┌─ PASSAGE

It is easy to overestimate the importance of one defining moment and underestimate the value of making small improvements on a daily basis.
We often dismiss small changes because they don’t seem to matter very much at the moment.
But when we repeat 1 percent errors, day after day, by replicating poor decisions, duplicating tiny mistakes, and rationalizing little excuses, our small choices compound into toxic results. It’s the accumulation of many missteps—a 1 percent decline here and there— that eventually leads to a problem. If during a flight takeoff from LA, en route to New York, the pilot decided to adjust course 3.5 degrees to the south, the plane’s nose would move just a few feet and it would end up in Washington, DC, miles away from New York.
However, If you can get just 1 percent better each day, you’ll end up with results that are nearly 37 times better after one year.
Being a student in the 21st century is not fun. With the n number of deadlines, you are overworked and exhausted all the time. Making small routine changes like :
sleeping/eating on time, controlling caffeine intake
cutting down on study MARATHONS. We target to finish an ENTIRE book within the 12 hours of the night but can’t. The average Attention span is 40 minutes. Without a break after 40 minutes, you begin to wear out and lose your target, which further demotivates you
Our education system best suits the traditional learner. Find your style and plan your study around it :
Visual Learners should draw flow charts, diagrams, use colors and highlighters
Audio Learners should make acronyms, rhyming words, refer to audiobooks
Busting the ‘Overnight Success’ Myth
When we struggle to build a good habit or break a bad one, it is not because we have lost our ability to improve. It is often because we have not yet crossed the Plateau of Latent Potential.

└─
┌─ DATA EXTRACTS

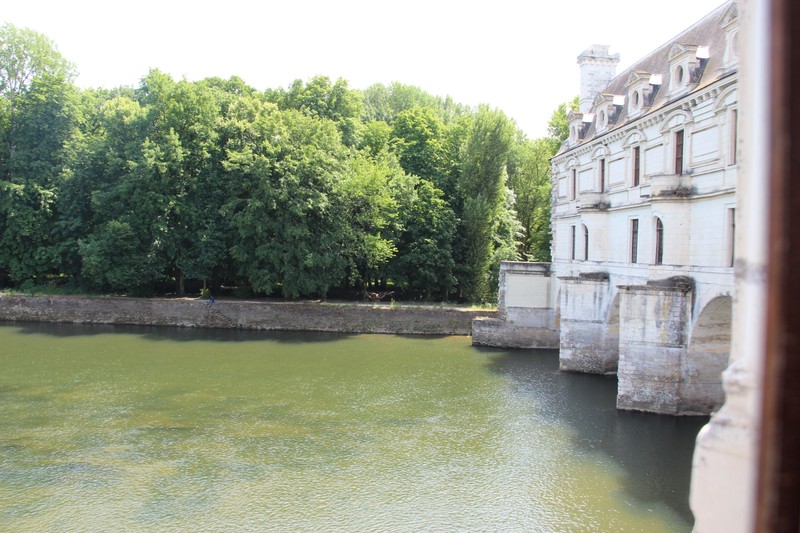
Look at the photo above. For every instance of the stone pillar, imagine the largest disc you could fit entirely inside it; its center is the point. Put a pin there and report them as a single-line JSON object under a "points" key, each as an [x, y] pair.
{"points": [[654, 333], [587, 344], [724, 471], [525, 308]]}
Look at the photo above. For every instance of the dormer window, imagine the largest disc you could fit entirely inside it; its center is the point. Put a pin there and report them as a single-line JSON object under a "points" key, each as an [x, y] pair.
{"points": [[679, 75], [730, 24], [686, 63], [642, 87], [607, 107]]}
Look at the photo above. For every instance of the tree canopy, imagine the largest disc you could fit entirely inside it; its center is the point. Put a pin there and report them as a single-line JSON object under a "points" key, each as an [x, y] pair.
{"points": [[314, 190]]}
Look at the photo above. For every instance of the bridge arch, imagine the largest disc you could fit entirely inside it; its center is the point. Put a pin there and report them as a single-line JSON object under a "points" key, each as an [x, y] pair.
{"points": [[707, 357]]}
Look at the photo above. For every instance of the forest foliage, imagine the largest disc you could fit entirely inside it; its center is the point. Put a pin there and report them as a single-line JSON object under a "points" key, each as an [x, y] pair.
{"points": [[316, 190]]}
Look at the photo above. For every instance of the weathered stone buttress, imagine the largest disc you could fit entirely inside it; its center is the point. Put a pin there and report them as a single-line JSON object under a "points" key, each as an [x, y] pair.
{"points": [[588, 344]]}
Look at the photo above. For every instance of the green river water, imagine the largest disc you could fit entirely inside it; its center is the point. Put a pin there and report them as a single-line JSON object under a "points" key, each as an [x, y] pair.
{"points": [[141, 429]]}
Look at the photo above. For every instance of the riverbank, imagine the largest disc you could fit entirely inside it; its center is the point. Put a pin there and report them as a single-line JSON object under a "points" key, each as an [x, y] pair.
{"points": [[349, 317]]}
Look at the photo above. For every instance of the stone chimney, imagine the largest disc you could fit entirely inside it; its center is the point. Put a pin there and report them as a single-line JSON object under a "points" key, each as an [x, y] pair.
{"points": [[598, 68]]}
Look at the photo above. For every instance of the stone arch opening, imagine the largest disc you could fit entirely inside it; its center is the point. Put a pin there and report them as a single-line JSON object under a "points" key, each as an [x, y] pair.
{"points": [[707, 357]]}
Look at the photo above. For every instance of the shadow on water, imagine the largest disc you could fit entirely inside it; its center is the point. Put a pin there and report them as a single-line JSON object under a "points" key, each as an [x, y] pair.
{"points": [[171, 333], [653, 451]]}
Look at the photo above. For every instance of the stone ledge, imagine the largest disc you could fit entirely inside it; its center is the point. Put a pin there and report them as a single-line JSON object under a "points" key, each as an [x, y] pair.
{"points": [[235, 314]]}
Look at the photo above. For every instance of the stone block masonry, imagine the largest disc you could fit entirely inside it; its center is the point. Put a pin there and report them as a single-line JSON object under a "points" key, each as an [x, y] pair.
{"points": [[235, 314]]}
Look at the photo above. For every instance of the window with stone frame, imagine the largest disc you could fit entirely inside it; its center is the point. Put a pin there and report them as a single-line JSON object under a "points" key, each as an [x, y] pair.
{"points": [[659, 257], [679, 138]]}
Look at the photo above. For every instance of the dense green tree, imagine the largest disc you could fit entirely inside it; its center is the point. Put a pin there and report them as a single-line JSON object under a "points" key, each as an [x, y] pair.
{"points": [[293, 192], [369, 197], [482, 188], [385, 103], [288, 238], [418, 135], [529, 178], [323, 99], [424, 262], [37, 117]]}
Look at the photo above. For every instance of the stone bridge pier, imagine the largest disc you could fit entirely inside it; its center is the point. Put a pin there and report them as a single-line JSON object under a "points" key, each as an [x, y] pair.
{"points": [[669, 361], [589, 340]]}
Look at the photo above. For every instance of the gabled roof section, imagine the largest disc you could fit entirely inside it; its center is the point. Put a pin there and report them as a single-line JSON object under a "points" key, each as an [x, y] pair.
{"points": [[706, 39]]}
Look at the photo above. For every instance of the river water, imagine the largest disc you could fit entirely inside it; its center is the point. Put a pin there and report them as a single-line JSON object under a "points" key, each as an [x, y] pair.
{"points": [[141, 429]]}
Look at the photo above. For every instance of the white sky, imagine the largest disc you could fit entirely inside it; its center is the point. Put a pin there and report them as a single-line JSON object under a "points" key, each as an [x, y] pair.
{"points": [[517, 55]]}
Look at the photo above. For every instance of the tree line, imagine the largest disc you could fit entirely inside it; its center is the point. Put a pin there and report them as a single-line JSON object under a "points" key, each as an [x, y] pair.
{"points": [[314, 190]]}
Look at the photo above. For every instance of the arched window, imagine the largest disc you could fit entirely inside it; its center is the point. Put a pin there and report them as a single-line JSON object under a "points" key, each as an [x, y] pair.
{"points": [[659, 259], [585, 243]]}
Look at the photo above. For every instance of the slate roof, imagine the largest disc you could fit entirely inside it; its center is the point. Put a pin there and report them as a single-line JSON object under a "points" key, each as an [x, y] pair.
{"points": [[708, 31]]}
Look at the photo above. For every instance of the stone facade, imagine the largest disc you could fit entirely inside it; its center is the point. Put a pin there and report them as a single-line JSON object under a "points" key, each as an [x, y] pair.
{"points": [[644, 221], [290, 316]]}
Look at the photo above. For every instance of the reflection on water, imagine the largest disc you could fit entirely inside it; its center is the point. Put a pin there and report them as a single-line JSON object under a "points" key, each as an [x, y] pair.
{"points": [[108, 428]]}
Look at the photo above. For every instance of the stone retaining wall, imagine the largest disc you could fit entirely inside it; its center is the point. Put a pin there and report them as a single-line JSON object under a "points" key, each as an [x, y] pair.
{"points": [[290, 316]]}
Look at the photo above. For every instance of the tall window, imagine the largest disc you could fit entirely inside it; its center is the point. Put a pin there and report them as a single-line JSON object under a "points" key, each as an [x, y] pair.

└─

**EXERCISE INSTRUCTIONS:**
- A) Duplicate the piece on small daily improvements from "It is easy to" to "at the moment.".
- B) Carry the piece on small daily improvements forward from its final sentence.

**RESPONSES:**
- A)
It is easy to overestimate the importance of one defining moment and underestimate the value of making small improvements on a daily basis.
We often dismiss small changes because they don’t seem to matter very much at the moment.

- B)
When you finally break through the Plateau of Latent Potential, people will call it an overnight success. The outside world only sees the most dramatic event rather than all that preceded it. But you know that it’s the work you did long ago—when it seemed that you weren’t making any progress—that makes the jump today possible.
“We often expect progress to be linear. This can result in a “valley of disappointment” where people feel discouraged after putting in weeks or months of hard work without experiencing any results. However, this work was not wasted. It was simply being stored. It is not until much later that the full value of previous efforts is revealed.”
James Clear, Author, Atomic Habits
Your outcomes are a lagging measure of your habits. Your weight is a lagging measure of your eating habits. Your knowledge is a lagging measure of your learning habits. You get what you repeat.
Habits are the compound interest of self-improvement.
Student’s Takeaway Research has shown, starting small makes new habits more likely to stick. If you can get just 1 percent better each day, you’ll end up with results that are nearly 37 times better after one year.